### GIVEN PROBLEM
Copy out word for word the lines from the start of the list through the line containing "[0,315,52,402]", including that line.

==== DATASET ENTRIES ====

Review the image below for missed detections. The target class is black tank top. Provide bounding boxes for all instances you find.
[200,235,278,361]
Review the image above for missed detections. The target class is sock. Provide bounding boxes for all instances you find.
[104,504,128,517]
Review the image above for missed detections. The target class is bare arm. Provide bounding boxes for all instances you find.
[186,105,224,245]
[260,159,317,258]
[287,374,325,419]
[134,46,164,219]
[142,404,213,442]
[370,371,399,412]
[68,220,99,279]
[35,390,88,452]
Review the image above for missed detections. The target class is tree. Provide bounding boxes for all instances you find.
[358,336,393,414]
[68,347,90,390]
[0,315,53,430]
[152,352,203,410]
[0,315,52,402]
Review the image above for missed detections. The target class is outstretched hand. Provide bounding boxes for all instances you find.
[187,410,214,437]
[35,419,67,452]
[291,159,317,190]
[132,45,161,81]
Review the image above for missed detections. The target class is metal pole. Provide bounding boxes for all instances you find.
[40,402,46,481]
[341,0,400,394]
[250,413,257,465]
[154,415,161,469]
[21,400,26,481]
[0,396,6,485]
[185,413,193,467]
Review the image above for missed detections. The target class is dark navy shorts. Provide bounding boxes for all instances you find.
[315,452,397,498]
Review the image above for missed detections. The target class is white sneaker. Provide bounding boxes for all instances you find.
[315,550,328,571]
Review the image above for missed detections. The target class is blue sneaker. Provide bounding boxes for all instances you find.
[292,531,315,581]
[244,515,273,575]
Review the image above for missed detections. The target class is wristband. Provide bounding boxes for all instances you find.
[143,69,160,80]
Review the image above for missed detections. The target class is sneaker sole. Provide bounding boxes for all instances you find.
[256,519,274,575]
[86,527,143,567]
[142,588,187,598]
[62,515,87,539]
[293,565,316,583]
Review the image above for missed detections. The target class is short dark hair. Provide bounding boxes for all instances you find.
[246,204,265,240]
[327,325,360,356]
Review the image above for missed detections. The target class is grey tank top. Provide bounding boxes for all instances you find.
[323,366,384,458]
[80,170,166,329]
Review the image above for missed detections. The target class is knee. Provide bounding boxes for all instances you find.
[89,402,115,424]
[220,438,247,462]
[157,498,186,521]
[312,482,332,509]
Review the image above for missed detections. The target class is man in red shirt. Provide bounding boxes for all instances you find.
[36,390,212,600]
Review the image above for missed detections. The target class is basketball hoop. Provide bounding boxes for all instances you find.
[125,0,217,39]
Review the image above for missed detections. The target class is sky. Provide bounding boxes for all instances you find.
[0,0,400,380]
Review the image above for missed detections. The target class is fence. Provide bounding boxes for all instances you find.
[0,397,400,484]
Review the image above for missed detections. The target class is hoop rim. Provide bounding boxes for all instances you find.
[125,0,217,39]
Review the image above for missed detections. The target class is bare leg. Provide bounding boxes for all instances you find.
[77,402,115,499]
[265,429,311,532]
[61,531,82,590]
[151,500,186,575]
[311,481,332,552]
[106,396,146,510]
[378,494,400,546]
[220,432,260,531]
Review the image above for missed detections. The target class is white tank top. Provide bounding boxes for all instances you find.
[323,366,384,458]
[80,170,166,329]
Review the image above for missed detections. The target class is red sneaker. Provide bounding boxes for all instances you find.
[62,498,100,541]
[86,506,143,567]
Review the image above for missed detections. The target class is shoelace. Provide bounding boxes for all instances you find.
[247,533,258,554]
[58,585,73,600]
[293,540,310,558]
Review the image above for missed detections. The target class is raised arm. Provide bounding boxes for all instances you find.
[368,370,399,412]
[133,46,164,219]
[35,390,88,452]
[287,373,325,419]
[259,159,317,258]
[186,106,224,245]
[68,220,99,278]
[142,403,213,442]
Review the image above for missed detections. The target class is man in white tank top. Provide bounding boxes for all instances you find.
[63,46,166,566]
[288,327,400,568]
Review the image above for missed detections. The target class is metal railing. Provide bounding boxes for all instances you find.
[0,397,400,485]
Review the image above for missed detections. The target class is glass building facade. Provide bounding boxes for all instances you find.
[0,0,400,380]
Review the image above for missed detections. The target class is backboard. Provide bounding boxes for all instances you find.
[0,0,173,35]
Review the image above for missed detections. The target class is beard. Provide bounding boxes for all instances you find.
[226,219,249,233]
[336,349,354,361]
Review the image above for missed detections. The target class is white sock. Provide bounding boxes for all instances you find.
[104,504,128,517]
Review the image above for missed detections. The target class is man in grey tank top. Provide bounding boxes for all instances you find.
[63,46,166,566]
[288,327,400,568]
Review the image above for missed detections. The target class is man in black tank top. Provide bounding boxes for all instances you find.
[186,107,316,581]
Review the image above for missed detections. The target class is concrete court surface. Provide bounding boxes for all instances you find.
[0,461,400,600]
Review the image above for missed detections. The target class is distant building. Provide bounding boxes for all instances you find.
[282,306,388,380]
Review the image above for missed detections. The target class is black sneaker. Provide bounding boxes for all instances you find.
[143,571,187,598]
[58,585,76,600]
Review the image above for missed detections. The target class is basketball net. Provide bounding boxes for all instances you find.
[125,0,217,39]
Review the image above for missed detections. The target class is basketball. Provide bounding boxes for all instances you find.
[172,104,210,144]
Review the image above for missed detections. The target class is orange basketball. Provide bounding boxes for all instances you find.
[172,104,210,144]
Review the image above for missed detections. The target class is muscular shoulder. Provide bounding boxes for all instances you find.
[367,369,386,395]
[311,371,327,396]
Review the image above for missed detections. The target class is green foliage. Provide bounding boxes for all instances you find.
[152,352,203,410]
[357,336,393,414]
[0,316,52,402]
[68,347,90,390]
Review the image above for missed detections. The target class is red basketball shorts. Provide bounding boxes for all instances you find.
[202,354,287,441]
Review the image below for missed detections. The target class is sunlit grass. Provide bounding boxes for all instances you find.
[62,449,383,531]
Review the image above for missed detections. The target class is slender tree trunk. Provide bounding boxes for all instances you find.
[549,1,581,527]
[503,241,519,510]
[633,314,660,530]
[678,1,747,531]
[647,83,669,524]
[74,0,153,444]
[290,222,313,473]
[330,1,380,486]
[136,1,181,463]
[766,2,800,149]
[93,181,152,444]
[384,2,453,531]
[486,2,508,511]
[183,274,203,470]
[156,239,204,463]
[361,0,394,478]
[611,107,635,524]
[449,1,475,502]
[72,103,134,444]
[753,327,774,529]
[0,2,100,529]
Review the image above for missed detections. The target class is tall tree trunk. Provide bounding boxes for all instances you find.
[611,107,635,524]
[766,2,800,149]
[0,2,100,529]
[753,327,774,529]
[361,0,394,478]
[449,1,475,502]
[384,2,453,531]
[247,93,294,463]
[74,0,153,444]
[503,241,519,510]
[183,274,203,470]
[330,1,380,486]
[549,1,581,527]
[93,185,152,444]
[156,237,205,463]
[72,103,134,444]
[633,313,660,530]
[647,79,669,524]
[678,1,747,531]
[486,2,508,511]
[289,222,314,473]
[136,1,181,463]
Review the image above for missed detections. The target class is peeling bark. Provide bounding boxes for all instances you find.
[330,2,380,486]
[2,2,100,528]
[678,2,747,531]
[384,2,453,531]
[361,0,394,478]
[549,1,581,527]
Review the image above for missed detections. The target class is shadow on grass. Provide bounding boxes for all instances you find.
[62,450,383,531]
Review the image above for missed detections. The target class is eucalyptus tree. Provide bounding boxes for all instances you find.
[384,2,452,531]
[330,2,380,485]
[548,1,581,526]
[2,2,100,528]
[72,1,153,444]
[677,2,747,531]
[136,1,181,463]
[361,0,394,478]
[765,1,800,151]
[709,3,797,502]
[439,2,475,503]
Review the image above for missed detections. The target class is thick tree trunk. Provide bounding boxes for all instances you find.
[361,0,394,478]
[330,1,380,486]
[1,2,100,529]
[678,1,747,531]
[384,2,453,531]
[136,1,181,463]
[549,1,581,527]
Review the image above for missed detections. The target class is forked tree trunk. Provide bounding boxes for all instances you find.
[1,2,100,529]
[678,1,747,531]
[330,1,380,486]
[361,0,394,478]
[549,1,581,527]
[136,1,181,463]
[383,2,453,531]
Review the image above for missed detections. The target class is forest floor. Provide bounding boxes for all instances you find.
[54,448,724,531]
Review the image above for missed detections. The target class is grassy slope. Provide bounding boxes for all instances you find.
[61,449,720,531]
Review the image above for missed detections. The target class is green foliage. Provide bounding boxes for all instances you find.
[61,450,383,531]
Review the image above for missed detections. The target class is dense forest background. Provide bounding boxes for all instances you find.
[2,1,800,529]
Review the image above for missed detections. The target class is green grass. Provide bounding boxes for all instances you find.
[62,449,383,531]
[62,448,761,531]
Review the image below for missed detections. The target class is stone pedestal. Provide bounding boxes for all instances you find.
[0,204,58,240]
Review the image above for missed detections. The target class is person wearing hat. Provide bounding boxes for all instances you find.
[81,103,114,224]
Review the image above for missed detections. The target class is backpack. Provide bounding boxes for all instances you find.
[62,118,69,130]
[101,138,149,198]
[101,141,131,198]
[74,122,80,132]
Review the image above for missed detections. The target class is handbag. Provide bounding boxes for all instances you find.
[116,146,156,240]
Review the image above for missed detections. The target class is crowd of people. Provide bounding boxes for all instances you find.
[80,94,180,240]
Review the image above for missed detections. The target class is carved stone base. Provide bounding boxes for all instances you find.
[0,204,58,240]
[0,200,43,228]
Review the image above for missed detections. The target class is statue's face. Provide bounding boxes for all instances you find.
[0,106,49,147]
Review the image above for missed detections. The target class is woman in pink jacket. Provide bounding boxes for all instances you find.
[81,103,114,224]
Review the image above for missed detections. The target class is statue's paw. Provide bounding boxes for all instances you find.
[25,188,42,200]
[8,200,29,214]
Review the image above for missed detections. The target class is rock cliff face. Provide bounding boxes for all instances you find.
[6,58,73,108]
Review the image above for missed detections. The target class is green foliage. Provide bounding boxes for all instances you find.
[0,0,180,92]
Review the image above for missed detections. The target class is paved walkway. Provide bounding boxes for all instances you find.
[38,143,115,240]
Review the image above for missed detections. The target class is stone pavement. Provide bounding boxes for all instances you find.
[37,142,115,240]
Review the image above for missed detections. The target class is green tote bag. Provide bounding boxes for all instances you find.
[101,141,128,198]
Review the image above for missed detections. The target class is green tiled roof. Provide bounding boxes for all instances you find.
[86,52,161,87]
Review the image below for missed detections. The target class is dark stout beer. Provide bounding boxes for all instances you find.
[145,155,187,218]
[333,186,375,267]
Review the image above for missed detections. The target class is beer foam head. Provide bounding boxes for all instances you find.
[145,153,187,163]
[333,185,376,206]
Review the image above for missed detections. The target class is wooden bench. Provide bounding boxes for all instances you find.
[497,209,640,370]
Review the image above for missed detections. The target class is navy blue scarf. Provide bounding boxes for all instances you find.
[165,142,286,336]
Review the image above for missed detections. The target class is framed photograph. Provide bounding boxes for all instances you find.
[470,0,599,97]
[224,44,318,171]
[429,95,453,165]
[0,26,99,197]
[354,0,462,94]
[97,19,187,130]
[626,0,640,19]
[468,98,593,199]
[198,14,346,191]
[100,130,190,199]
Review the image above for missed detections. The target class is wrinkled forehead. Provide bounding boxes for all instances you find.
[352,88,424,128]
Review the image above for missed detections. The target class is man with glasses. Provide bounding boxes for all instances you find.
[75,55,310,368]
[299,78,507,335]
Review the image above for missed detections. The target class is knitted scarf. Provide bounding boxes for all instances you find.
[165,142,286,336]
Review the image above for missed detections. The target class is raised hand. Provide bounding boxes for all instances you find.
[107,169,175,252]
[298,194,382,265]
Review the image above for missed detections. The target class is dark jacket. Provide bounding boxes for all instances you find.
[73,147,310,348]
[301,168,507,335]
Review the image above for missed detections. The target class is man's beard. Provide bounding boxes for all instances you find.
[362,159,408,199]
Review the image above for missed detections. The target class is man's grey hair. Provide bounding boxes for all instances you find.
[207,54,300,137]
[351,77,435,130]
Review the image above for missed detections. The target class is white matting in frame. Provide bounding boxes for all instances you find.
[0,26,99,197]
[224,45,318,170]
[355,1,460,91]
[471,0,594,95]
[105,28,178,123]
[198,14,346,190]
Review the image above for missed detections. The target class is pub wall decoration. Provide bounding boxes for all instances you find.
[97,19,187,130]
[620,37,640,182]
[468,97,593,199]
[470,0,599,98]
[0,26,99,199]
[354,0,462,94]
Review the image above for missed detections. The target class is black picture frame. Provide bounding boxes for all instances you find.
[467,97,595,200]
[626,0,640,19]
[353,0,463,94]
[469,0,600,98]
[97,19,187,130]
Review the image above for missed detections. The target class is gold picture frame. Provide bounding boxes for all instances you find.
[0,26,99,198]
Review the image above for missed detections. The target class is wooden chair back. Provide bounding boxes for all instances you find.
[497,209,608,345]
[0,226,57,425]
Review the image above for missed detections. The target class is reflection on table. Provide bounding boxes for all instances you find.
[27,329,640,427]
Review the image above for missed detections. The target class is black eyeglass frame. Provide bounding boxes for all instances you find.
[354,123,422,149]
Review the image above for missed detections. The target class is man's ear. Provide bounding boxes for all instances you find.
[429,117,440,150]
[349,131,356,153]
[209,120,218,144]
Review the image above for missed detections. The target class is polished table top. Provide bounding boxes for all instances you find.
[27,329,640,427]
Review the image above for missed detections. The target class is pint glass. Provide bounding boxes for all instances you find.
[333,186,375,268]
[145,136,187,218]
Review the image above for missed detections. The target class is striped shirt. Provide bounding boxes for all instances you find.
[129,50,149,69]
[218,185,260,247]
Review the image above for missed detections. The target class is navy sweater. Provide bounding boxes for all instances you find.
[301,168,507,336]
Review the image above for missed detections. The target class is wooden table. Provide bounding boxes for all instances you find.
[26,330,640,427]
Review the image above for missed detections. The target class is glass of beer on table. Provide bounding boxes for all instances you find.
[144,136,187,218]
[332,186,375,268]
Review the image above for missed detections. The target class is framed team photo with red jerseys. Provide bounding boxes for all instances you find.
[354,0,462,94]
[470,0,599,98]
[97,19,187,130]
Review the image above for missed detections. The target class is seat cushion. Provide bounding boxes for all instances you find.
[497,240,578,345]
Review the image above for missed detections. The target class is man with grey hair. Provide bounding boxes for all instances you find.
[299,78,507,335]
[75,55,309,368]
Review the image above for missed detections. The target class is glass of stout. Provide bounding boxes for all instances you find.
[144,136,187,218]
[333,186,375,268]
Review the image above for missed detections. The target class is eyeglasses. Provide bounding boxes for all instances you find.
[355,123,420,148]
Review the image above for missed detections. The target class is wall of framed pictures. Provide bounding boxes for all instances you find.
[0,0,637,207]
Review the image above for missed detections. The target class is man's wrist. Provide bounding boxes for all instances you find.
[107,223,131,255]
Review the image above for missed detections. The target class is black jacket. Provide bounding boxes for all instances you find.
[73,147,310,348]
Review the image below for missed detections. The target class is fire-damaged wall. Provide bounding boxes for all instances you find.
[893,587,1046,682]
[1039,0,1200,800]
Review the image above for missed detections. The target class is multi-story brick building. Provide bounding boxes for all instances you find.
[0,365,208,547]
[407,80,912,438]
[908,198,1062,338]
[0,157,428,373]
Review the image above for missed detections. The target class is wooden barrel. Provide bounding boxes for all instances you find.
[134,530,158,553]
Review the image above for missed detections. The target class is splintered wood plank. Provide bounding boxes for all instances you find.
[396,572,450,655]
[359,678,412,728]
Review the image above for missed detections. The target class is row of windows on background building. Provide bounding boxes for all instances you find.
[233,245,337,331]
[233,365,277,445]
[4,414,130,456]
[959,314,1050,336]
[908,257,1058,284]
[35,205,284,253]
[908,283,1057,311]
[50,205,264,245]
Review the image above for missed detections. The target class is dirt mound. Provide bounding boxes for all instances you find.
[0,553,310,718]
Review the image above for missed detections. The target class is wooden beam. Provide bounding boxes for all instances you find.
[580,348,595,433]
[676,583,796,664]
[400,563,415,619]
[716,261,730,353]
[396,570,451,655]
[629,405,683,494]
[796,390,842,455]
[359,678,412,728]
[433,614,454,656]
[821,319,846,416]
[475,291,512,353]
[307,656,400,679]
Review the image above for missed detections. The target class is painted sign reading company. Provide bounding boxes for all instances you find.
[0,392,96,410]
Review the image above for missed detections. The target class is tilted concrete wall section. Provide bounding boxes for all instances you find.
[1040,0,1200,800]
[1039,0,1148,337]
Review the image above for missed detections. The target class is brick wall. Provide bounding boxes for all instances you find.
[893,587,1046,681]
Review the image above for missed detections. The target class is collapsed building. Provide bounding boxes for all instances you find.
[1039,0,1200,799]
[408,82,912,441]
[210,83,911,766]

====

### RESULT
Review the image below for missed detections. The target class is black tank top. Provide bounding boxes for all instances you find.
[200,235,278,361]
Review the image above for missed detections. The target class is sock. Provide bounding boxes for all instances you find.
[104,504,128,517]
Review the image above for missed detections. The target class is bare arm. Provide bounding boxes for all instances you find.
[186,105,224,245]
[260,159,317,258]
[287,374,325,419]
[134,46,164,219]
[142,404,213,442]
[370,371,399,412]
[68,220,99,279]
[35,390,88,452]
Review the image above for missed detections. The target class is tree. Provide bounding boxes for all instances you find.
[358,336,393,414]
[68,347,90,390]
[0,315,53,430]
[152,352,203,410]
[0,315,52,402]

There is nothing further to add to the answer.